• Written instruction A
Translate this sentence from the blog post on bearing-tip tops into Spanish: "I don’t deny that a bearing tip opens up an unknown chasm of potential tricks for spin tops and P213’s alike."

• Document excerpt
☆ ☆ ☆ ☆ ☆
Wednesday, October 28, 2009
Why I don't make bearing-tip P213's
'tis a YYJ Matrix on top, YYJ NXG, and a YYJ Bulldog (aka Gates top) for the bottom with a bearing tip. I've wanted to build this one for years, thought I missed the boat on getting the parts. Bearing Kings (Duncan's bearing top) are pretty thick near the bottom adding too much weight, and the brass tips on Blizzards (Spintastics' bearing top) also add weight, but they wobble - not enough to notice during spin top play, but a P213 spins much faster from the start (I haven't proven this with a laser tachometer yet, but it's on the agenda), and anything that isn't "nailed down" will cause the whole thing to wobble erratically.
But this one works, and works well! Smooth, corkscrews great, very catchable. This was one of my many Mount Everest’s, and finally I can put this one to bed. Why? The reasons are many. Keep in mind my motive is to build… several.
AVAILABILITY: The only acceptable (IMO) arrangement requires YYJ parts no longer in production. I don’t even want to play with this thing for fear I’ll bust the tip and be unable to replace it. COST: Even if I could make the other models work, the cost is substantial compared to a Duncan Imperial spin top. DURABILITY: Forget it. Bearing tips are fickle, and the tricks suffer if it has to be babied. WEIGHT & BALANCE: ugh.
The biggest reason for me, however, is WHY? Solve all the problems above, and for what, exactly? This is a top you can RETURN. Out of spin? Return it and do another trick, sucka! All right, I’ll simma-down-naugh. I don’t deny that a bearing tip opens up an unknown chasm of potential tricks for spin tops and P213’s alike. It just seems that the effect of bearing technology on spin tops (like 10 years now?) hasn’t blown the sport wide open like it did to yo-yo’s. There are all kinds of arguments against this little mantra, but you just gotta let these opinionated statements out sometimes, ya know?
☆ ☆ ☆ ☆ ☆
• Task input
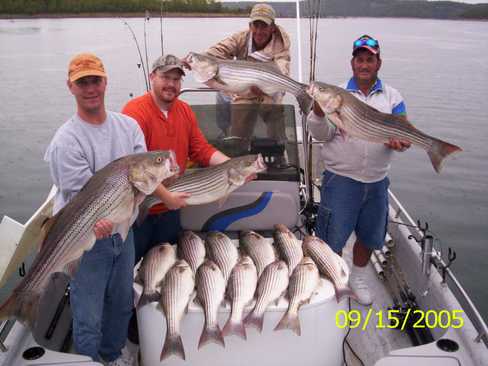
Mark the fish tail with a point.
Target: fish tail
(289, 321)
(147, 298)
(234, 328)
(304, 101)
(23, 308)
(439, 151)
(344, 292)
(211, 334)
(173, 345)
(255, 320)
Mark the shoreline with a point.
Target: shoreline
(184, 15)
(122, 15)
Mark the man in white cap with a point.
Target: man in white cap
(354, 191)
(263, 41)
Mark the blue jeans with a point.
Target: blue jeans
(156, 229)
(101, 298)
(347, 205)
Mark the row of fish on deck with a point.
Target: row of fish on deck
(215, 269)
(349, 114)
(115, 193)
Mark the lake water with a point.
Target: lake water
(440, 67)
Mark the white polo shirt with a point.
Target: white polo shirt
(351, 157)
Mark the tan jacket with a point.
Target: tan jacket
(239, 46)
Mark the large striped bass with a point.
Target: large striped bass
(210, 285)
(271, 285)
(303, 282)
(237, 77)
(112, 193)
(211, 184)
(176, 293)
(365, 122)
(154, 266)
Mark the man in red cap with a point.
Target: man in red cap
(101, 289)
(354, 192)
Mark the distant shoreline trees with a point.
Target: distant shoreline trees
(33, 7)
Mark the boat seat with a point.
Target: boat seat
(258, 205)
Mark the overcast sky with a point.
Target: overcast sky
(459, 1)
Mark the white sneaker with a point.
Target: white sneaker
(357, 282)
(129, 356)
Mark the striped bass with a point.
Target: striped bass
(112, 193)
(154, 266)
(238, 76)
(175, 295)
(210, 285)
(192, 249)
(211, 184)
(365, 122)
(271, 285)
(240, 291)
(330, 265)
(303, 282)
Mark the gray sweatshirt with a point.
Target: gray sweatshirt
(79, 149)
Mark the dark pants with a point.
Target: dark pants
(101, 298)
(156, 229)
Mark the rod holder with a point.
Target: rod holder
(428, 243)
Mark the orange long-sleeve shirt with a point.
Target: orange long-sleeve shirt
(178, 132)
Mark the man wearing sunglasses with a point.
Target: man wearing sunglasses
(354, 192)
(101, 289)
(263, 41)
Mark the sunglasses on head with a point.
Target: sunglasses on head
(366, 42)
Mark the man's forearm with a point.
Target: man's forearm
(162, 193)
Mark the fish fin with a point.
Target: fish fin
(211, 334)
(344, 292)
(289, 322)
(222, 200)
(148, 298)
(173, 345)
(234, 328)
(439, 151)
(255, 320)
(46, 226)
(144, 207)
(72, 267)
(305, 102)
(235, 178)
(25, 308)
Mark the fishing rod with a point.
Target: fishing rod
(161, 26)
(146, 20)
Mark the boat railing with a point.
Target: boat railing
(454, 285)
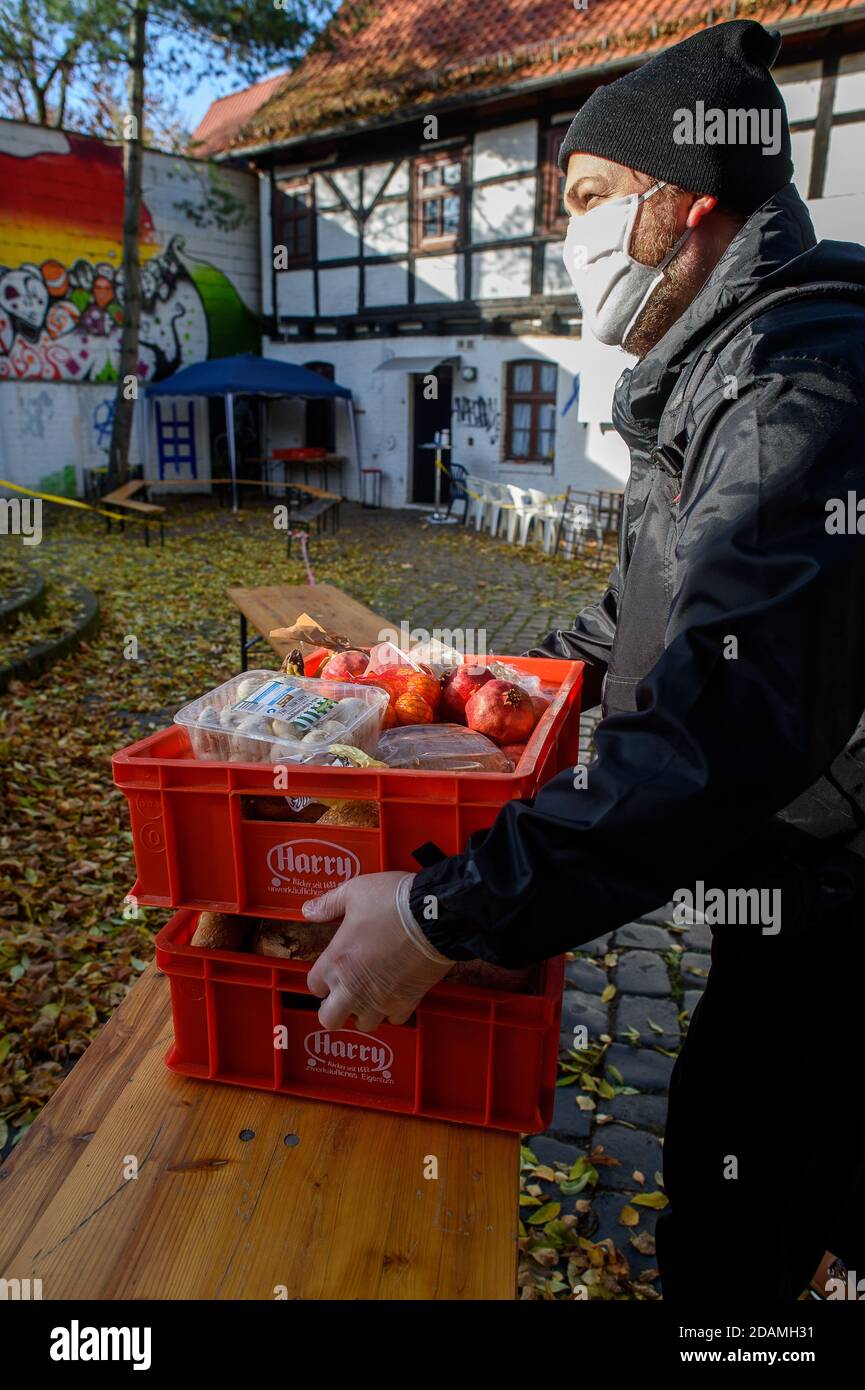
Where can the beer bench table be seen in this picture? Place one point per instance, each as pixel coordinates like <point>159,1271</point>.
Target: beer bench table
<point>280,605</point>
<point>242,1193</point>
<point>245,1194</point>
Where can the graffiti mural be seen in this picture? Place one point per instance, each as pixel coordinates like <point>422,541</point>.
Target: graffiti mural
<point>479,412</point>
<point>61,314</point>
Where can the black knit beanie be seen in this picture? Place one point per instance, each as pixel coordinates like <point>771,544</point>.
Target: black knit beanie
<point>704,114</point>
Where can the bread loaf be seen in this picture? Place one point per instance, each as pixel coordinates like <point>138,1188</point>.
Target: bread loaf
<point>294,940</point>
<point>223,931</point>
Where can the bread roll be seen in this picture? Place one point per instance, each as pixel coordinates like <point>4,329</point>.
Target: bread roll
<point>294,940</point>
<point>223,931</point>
☆ ☆ ☆ ☆ ☆
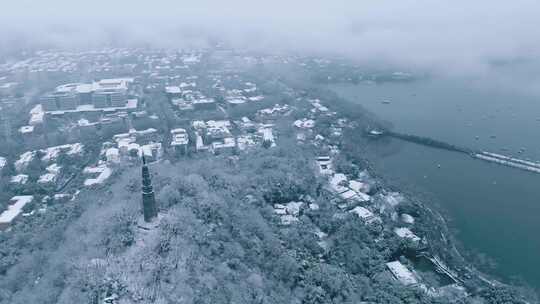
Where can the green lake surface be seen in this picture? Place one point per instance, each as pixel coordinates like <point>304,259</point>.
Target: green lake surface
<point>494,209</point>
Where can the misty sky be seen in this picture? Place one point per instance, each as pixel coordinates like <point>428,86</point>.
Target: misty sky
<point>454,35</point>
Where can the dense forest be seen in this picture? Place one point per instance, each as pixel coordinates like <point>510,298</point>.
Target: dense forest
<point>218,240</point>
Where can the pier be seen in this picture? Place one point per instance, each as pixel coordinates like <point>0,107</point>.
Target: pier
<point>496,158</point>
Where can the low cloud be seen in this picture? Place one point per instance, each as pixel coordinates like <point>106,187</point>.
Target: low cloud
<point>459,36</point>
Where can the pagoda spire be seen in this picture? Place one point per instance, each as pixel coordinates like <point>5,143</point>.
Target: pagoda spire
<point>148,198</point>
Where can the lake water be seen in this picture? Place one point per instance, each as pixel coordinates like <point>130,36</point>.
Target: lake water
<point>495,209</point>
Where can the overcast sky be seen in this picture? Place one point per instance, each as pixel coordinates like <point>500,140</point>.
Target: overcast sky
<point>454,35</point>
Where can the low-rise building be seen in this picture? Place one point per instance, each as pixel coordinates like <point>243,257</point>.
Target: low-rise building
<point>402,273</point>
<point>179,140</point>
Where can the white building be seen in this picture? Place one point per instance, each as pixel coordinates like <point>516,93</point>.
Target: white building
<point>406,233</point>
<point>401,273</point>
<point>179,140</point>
☆ ☆ ☆ ☆ ☆
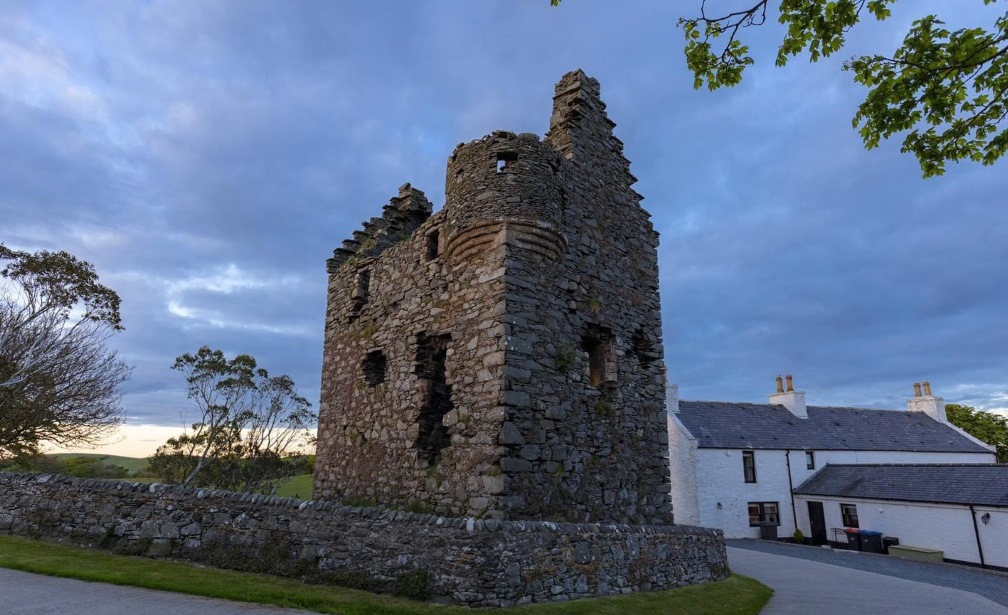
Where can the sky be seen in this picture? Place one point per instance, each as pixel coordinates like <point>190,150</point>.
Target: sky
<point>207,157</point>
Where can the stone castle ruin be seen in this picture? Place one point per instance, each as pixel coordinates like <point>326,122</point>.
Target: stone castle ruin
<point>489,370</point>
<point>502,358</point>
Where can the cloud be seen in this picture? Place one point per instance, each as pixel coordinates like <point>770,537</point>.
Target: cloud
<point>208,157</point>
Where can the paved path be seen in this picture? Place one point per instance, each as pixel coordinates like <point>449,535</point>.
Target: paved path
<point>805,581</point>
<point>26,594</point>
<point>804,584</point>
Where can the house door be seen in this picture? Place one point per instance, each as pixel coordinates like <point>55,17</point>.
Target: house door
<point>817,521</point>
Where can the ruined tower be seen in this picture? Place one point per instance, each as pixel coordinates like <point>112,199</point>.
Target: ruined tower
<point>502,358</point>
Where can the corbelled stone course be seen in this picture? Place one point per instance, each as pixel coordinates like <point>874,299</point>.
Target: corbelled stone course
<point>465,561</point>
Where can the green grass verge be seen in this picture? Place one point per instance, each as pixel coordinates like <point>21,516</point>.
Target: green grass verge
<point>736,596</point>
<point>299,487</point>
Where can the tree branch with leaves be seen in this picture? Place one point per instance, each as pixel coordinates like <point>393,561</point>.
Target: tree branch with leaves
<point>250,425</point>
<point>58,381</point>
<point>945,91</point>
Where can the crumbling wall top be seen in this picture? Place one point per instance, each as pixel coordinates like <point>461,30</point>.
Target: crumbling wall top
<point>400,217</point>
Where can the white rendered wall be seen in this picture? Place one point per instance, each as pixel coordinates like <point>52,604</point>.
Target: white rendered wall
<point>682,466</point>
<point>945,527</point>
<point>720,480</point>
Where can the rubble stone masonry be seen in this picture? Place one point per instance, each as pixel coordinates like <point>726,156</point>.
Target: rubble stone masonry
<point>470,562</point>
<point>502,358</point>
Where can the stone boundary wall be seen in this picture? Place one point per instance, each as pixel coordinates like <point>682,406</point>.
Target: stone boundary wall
☆ ☆ ☆ ☆ ☆
• Written instruction B
In the rows, rewrite the part that opens with the line containing "Where can the corbelled" and closes with the line containing "<point>400,217</point>", changing "instance" to "occurrence" and leaving everything else intact.

• Exercise response A
No niego que una punta de rodamiento abre un abismo desconocido de trucos potenciales tanto para los trompos como para los P213.

• Exercise response B
Where can the corbelled stone course be seen in this picture? Place one point per occurrence, each as pixel coordinates like <point>874,299</point>.
Target: corbelled stone course
<point>465,561</point>
Where can the green grass verge be seen in this picture? Place one point per occurrence, each as pixel coordinates like <point>21,516</point>.
Target: green grass verge
<point>736,596</point>
<point>299,487</point>
Where can the tree branch with leaves be seen in this picture? Place one point per occurrence, each as pixel coordinates like <point>393,561</point>.
Target: tree branch with leaves
<point>250,425</point>
<point>58,381</point>
<point>945,91</point>
Where can the crumbling wall top be seen in this picture? Place one point per occurrence, each as pixel coordinates like <point>461,30</point>.
Target: crumbling wall top
<point>400,217</point>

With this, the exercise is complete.